### Directive
Reproduce the entries below verbatim, everything from the line containing "In this exercise you will point out the crumpled" down to the line containing "[(144, 100)]", with both of those lines included. Omit any pictures from your copy.
★ ★ ★ ★ ★ ★ ★
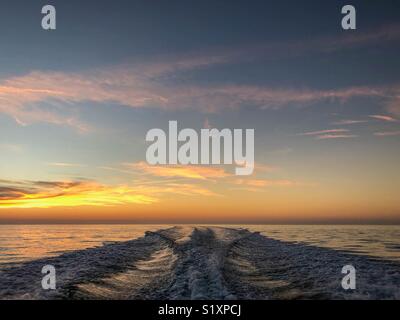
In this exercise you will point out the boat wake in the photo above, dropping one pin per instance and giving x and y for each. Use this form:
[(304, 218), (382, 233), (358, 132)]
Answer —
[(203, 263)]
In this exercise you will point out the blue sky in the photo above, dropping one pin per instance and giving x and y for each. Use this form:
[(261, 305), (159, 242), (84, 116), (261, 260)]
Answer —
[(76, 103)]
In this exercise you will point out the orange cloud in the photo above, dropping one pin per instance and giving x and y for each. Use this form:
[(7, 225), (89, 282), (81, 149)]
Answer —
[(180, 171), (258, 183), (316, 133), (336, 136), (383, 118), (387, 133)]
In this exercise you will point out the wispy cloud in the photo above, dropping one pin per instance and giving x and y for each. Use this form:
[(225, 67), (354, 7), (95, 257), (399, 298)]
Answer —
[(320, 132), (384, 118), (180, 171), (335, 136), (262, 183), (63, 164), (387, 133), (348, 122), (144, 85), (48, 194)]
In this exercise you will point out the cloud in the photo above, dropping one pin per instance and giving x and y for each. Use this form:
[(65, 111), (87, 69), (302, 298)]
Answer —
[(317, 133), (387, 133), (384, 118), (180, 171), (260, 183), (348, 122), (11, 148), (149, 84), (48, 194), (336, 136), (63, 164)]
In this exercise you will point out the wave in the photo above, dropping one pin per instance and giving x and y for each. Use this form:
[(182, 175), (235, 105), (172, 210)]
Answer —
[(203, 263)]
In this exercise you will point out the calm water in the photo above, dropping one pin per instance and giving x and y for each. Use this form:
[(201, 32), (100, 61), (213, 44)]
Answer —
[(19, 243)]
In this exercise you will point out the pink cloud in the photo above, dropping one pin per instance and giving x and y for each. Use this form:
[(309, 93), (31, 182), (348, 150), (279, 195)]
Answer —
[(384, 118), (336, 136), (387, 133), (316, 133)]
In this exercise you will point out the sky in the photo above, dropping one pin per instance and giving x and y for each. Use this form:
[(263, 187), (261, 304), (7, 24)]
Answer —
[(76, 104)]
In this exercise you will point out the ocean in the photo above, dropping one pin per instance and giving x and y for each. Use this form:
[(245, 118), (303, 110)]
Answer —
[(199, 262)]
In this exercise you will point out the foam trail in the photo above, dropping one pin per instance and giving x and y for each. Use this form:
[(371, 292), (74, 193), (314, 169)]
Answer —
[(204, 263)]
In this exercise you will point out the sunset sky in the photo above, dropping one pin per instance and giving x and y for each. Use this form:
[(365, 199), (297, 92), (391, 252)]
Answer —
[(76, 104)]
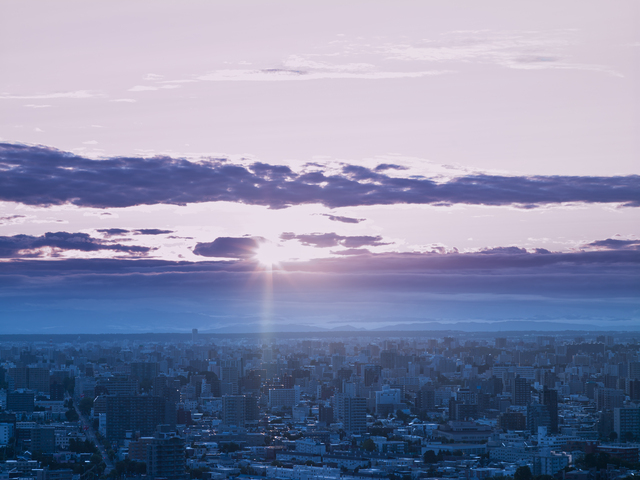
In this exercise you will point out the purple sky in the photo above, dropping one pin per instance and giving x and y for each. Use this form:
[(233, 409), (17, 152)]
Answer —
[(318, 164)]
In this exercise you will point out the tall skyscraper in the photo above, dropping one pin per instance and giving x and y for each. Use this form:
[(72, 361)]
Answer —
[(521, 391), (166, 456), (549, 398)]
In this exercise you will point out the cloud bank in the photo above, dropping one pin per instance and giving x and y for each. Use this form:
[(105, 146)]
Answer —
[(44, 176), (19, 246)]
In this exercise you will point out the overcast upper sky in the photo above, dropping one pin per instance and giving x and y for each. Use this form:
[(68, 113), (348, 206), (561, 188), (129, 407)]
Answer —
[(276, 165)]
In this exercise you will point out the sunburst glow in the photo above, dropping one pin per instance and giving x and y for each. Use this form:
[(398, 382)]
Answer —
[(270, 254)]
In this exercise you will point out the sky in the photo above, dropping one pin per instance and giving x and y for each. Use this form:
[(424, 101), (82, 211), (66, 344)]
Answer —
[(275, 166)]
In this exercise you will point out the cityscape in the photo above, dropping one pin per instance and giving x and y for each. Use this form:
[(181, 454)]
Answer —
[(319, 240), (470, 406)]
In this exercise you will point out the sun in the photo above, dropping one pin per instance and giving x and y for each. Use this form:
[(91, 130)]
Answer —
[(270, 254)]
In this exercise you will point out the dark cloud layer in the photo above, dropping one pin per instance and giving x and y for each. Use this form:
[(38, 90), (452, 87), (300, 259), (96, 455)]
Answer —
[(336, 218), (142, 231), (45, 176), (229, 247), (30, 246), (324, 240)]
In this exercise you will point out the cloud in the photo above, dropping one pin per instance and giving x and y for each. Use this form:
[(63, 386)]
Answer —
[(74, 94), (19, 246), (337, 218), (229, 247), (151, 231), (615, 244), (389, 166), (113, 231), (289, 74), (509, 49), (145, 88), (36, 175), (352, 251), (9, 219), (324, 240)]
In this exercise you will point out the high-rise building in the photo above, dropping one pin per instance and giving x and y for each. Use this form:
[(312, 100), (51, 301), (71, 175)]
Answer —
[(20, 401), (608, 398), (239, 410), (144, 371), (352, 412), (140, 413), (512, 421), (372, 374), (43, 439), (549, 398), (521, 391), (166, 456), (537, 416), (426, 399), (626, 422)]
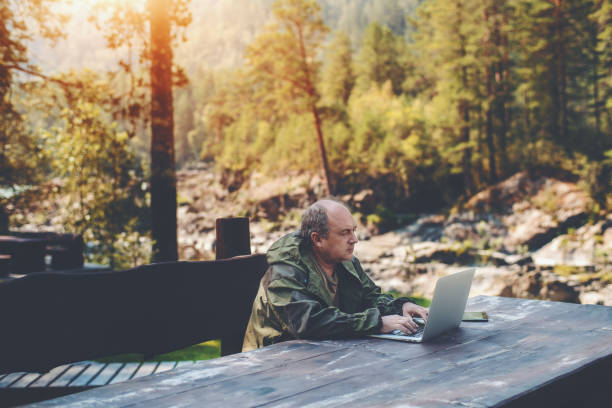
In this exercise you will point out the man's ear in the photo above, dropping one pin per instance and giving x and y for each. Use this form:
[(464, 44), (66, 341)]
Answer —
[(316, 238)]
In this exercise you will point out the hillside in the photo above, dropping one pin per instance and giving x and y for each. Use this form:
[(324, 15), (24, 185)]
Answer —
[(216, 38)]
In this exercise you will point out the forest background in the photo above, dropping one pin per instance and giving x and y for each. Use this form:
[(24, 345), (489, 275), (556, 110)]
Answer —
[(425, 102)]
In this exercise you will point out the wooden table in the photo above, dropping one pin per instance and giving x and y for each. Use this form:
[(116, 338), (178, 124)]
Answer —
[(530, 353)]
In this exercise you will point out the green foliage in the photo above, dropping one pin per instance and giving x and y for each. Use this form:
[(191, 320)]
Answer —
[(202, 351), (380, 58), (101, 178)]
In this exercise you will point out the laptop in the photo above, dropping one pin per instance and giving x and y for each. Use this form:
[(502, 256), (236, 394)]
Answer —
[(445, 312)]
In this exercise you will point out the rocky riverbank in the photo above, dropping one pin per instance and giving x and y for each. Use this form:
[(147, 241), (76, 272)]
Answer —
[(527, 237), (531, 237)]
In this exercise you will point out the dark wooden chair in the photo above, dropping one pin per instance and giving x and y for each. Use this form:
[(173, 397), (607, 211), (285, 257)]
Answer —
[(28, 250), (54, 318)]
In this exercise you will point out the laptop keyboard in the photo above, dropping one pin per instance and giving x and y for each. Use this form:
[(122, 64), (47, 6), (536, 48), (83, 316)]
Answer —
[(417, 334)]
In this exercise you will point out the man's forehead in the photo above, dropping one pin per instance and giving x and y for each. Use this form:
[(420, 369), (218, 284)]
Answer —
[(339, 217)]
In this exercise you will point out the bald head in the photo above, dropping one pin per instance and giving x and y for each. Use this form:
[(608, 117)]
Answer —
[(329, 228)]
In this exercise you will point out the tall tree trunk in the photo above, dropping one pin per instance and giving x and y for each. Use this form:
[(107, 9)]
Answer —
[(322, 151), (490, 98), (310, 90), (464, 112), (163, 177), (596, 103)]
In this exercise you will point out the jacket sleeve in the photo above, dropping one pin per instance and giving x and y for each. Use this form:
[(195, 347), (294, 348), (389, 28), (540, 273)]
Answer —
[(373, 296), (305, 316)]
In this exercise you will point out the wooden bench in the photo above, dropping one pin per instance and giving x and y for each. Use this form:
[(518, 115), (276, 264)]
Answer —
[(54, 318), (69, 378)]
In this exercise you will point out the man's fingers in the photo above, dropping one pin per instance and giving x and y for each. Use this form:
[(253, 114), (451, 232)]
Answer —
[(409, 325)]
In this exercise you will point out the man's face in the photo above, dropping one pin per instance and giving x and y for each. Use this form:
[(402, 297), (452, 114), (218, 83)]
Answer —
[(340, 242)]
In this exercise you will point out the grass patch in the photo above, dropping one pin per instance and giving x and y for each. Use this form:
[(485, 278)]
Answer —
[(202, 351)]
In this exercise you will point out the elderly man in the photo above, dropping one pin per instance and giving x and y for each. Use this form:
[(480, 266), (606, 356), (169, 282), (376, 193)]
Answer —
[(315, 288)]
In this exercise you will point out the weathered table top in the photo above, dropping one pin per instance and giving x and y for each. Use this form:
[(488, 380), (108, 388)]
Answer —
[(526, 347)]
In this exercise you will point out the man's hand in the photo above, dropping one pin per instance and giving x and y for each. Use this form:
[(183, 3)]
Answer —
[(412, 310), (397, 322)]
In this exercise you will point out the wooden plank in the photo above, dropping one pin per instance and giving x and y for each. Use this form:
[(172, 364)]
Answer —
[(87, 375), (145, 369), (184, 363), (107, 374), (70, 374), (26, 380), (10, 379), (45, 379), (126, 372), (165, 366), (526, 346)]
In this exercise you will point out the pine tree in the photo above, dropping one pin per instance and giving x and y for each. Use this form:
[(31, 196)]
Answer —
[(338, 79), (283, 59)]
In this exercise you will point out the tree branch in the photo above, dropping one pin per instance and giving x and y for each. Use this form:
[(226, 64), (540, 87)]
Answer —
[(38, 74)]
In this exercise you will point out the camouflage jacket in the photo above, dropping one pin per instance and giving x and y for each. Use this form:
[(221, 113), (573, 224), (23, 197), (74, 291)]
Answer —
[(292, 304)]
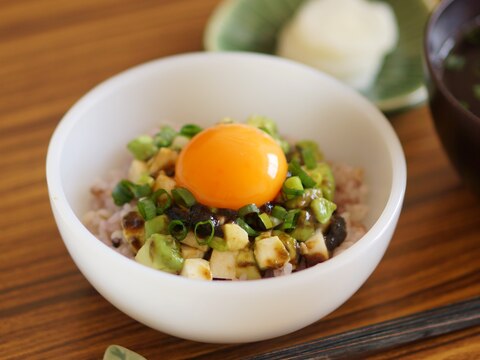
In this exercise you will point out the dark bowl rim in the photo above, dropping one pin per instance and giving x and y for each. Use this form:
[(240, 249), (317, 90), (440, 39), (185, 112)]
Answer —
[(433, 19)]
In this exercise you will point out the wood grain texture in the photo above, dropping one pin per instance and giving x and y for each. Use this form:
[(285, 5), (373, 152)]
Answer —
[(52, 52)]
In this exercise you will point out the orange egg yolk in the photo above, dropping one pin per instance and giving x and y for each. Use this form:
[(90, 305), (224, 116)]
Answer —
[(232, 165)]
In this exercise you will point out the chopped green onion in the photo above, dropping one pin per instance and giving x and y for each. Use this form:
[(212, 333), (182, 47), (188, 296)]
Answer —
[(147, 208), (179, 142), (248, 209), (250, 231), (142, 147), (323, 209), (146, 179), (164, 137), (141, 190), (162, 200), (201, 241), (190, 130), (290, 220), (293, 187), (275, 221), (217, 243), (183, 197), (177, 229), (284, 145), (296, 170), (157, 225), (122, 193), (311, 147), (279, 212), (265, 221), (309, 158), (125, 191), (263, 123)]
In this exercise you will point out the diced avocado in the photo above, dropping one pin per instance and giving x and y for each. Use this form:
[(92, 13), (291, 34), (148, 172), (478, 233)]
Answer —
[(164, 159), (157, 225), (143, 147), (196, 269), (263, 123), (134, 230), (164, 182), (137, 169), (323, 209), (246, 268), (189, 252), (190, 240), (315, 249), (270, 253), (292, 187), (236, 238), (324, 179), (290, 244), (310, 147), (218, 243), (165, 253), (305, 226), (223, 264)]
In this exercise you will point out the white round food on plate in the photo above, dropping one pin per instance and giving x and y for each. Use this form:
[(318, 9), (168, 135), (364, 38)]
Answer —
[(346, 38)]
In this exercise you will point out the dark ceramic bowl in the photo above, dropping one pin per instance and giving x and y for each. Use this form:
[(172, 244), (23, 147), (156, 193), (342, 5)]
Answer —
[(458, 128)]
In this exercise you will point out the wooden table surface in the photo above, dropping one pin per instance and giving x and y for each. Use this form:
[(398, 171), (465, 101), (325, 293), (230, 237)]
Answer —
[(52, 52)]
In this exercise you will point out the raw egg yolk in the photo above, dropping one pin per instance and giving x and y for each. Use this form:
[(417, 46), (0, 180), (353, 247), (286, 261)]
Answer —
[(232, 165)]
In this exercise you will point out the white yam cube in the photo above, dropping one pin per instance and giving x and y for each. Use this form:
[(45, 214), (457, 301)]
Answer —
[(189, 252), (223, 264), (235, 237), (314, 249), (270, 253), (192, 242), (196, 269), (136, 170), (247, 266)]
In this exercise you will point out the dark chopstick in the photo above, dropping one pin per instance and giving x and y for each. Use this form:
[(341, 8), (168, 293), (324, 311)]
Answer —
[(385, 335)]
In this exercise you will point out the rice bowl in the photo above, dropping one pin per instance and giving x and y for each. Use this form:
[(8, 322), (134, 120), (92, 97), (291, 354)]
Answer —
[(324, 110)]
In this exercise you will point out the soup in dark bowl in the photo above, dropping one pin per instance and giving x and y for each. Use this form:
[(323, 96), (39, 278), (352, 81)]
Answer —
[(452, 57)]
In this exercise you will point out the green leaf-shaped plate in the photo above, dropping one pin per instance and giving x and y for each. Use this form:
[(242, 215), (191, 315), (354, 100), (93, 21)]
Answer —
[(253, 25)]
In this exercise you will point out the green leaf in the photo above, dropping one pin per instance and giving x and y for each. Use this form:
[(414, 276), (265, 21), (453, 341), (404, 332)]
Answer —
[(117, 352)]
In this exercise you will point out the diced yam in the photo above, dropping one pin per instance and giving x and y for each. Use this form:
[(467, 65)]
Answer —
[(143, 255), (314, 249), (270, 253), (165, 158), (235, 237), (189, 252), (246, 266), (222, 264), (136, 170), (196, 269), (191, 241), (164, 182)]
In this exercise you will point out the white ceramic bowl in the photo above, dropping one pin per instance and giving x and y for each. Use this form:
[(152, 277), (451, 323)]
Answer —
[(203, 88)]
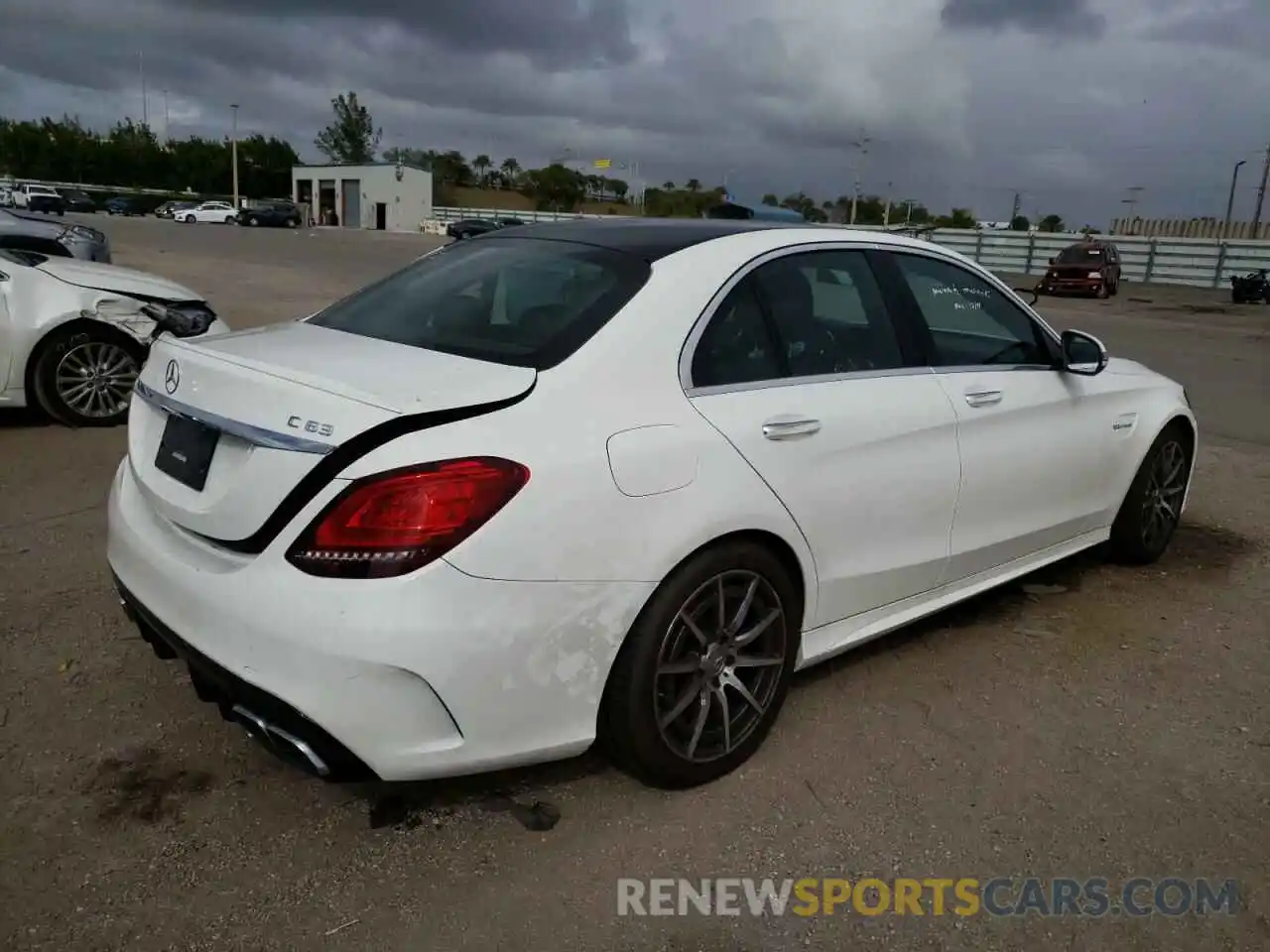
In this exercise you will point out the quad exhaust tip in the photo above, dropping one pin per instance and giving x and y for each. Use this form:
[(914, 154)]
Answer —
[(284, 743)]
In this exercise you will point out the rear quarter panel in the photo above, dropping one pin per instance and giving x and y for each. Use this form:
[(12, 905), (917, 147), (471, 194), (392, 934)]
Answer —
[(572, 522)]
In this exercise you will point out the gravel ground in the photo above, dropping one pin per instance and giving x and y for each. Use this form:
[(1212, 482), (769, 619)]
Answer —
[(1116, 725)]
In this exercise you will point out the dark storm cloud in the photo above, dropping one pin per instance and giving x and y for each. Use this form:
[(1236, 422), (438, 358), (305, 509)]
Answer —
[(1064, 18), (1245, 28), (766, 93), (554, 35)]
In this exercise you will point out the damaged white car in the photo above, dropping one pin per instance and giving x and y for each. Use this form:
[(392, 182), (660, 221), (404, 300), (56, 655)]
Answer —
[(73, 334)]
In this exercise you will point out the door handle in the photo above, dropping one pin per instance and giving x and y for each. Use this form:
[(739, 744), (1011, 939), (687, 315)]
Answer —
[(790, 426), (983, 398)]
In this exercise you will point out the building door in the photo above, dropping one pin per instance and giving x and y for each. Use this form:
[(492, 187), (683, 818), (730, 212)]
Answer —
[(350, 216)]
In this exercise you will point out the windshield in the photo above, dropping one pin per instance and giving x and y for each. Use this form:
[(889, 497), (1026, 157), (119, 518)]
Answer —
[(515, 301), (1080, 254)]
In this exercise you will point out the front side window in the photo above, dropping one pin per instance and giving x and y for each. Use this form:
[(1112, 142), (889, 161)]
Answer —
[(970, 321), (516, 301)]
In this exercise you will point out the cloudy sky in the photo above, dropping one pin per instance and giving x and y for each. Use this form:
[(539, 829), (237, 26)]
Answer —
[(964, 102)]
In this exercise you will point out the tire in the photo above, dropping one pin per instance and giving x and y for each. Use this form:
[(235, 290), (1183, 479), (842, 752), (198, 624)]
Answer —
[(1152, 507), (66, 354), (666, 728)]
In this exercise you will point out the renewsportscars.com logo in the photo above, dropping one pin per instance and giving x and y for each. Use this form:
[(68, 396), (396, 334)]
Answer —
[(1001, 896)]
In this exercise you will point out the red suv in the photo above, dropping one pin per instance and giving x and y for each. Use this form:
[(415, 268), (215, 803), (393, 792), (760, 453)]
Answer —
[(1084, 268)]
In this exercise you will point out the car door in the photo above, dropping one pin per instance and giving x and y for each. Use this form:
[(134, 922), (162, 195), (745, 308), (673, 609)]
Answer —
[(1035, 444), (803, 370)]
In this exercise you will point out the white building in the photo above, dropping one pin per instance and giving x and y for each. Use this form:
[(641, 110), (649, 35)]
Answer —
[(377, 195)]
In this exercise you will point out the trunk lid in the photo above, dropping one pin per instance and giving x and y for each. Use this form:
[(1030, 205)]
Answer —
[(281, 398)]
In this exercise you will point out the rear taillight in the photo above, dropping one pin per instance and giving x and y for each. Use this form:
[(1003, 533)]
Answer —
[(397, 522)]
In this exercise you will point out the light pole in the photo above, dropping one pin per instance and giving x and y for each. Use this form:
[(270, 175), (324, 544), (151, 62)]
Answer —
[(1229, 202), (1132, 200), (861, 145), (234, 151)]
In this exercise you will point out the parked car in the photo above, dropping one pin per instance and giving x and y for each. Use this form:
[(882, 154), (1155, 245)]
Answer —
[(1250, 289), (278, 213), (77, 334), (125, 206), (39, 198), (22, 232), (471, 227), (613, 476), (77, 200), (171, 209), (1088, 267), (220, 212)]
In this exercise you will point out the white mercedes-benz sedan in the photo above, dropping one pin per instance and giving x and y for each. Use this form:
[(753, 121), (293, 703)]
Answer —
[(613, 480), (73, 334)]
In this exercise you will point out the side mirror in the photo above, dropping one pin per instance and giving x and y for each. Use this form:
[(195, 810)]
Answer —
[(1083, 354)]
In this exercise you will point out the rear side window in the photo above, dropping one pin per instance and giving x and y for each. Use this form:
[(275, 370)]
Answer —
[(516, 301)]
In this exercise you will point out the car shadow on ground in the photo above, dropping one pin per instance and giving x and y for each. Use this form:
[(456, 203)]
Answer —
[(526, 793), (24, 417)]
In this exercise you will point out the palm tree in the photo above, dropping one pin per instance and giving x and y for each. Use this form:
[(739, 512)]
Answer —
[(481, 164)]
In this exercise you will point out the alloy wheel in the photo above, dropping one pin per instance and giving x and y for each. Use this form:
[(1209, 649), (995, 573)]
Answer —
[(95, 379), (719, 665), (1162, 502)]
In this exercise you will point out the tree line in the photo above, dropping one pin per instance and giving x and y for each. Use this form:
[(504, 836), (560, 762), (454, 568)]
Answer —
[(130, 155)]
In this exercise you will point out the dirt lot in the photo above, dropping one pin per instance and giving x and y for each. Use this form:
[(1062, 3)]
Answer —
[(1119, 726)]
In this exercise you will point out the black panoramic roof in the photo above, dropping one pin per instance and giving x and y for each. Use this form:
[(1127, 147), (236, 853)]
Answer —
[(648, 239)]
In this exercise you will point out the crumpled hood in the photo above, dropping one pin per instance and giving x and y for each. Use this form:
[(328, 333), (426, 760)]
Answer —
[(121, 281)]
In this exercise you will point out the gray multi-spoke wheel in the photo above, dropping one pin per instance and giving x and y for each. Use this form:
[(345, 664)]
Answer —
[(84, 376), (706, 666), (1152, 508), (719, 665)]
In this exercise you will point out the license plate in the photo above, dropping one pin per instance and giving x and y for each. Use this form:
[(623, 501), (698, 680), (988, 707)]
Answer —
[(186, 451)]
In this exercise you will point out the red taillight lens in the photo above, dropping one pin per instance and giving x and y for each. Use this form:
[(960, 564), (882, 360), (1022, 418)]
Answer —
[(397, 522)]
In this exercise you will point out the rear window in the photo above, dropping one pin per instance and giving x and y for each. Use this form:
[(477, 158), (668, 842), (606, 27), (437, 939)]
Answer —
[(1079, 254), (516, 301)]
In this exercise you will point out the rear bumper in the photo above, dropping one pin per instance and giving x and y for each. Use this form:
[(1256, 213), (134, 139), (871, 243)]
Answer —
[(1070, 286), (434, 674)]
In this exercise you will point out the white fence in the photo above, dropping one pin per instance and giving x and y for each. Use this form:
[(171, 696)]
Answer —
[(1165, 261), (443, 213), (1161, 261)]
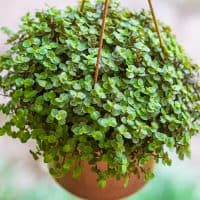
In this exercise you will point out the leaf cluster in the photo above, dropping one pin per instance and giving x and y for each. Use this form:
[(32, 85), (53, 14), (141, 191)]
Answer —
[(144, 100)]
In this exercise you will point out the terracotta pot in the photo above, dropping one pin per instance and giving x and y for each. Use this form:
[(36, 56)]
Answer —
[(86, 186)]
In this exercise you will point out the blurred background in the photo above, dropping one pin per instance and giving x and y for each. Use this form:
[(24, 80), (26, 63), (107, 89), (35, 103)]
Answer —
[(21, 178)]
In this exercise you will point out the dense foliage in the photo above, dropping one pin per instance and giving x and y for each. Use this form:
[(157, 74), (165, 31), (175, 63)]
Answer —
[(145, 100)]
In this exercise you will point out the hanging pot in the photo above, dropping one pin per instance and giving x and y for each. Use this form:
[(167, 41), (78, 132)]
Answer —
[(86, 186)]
★ ★ ★ ★ ★ ★ ★
### Solution to this problem
In this exercise you will point out the crumpled hood in the photo above, dropping one pin per instance and giving x and y for each. Use this form:
[(328, 333), (426, 760)]
Answer —
[(121, 281)]
In this exercise you will point out the gray multi-spoke wheel in the photo above, dropping one pin per instance and giving x and y for each. Use this form:
[(345, 664)]
Answer —
[(84, 376), (706, 666), (1152, 508), (719, 665)]
In this exercise you will point out the license plate in the photo above, dropping one pin per instance and giving x and y for each. Use this form:
[(623, 501), (698, 680), (988, 707)]
Answer —
[(186, 451)]
In this exercise you will point out the red taillight lens in the photo above, dropping one pin per instance and giving x and y for each. Use this form:
[(960, 564), (882, 360), (1022, 418)]
Answer —
[(397, 522)]
In this exercise you will point out the rear window in the photo above, dropping one pin per instance and giving x and y for each. Use this form:
[(477, 158), (668, 842), (606, 27), (437, 939)]
Answer —
[(1079, 254), (516, 301)]
In this exercise you will point out the rear bumper in the photo above, dropping one pin per instance and giving x and y for each. Use this form:
[(1256, 213), (134, 139), (871, 243)]
Answer —
[(1070, 286), (434, 674)]
In this exercise you will point out the white fence in the photo above, dropping one pin per instance and giving x and y for each. Use this form:
[(171, 696)]
Answer —
[(1165, 261), (443, 213), (1161, 261)]
In this exercise you will point out the leaf cluster in the photo above, dropping one pin per instance and giving x and y for each. Use this form:
[(32, 85), (53, 14), (141, 191)]
Answer —
[(144, 100)]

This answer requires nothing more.